▶ _Task to complete_
Pull out each of the lines below that contains the string "tail", and copy each one in full.

▶ _Given information_
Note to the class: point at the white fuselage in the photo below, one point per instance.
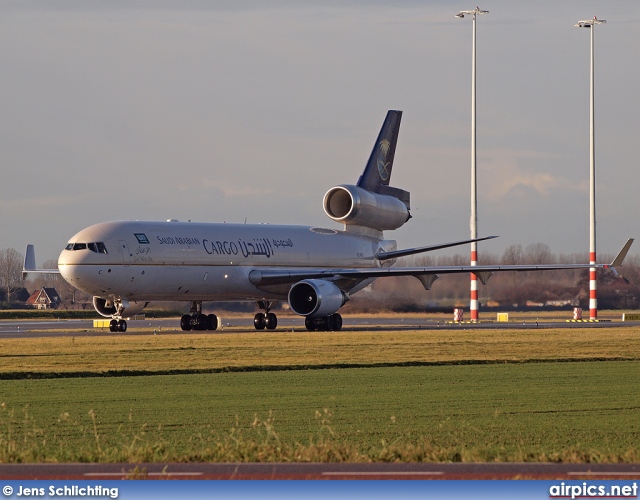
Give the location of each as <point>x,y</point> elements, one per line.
<point>169,261</point>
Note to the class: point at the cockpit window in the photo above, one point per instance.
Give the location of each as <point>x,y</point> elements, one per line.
<point>97,247</point>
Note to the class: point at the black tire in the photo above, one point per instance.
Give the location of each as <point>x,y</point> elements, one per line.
<point>185,323</point>
<point>259,321</point>
<point>328,323</point>
<point>271,321</point>
<point>337,322</point>
<point>212,322</point>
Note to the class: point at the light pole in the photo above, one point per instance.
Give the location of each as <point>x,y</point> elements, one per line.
<point>473,303</point>
<point>593,282</point>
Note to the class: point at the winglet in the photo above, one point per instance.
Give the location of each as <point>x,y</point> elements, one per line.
<point>622,254</point>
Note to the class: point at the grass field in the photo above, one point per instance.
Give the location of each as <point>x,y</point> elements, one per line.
<point>468,395</point>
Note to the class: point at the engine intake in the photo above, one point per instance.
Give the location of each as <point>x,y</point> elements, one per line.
<point>353,205</point>
<point>315,298</point>
<point>121,308</point>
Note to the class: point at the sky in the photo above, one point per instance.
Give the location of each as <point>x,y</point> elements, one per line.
<point>239,111</point>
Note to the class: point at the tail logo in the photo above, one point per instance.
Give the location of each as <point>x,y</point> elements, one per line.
<point>383,164</point>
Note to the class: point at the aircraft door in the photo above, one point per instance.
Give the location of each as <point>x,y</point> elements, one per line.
<point>124,250</point>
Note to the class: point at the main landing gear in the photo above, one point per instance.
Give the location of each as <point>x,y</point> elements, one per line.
<point>266,319</point>
<point>331,323</point>
<point>198,321</point>
<point>118,325</point>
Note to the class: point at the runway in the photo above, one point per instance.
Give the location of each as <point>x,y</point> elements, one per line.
<point>78,328</point>
<point>348,471</point>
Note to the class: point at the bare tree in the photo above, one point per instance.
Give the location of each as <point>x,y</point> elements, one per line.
<point>10,271</point>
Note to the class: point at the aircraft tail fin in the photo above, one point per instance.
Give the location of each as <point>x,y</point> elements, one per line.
<point>378,170</point>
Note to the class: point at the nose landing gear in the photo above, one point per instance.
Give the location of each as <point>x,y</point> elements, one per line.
<point>118,325</point>
<point>198,321</point>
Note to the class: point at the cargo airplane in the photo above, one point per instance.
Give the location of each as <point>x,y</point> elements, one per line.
<point>126,264</point>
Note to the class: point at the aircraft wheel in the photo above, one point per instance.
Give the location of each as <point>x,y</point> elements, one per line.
<point>329,323</point>
<point>203,322</point>
<point>259,321</point>
<point>271,321</point>
<point>212,322</point>
<point>185,322</point>
<point>337,322</point>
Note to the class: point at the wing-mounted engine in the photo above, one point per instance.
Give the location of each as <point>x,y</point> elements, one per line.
<point>118,308</point>
<point>356,207</point>
<point>372,206</point>
<point>315,298</point>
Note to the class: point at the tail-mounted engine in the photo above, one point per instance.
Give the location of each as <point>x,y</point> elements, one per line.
<point>355,206</point>
<point>118,308</point>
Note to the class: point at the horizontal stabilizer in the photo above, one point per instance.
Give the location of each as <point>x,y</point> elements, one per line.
<point>412,251</point>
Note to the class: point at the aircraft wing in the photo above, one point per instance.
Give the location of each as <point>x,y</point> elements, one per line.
<point>427,275</point>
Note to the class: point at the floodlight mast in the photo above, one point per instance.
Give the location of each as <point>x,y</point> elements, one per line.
<point>473,303</point>
<point>593,282</point>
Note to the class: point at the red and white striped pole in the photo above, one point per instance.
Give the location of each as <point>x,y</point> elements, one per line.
<point>593,283</point>
<point>473,302</point>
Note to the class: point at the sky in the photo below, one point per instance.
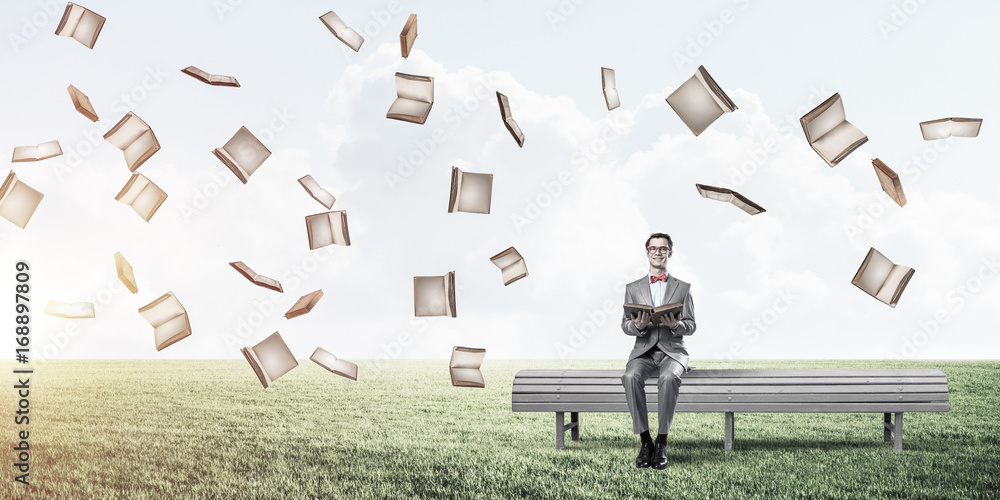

▶ _Response to this exercise_
Note to the class: point at the tail logo in the photo above, one point per instance.
Note to the class: point at the aircraft tail fin in the photo above, one point per instance.
Note to the class: point at the tail-mounted engine in the photo above, one point per instance.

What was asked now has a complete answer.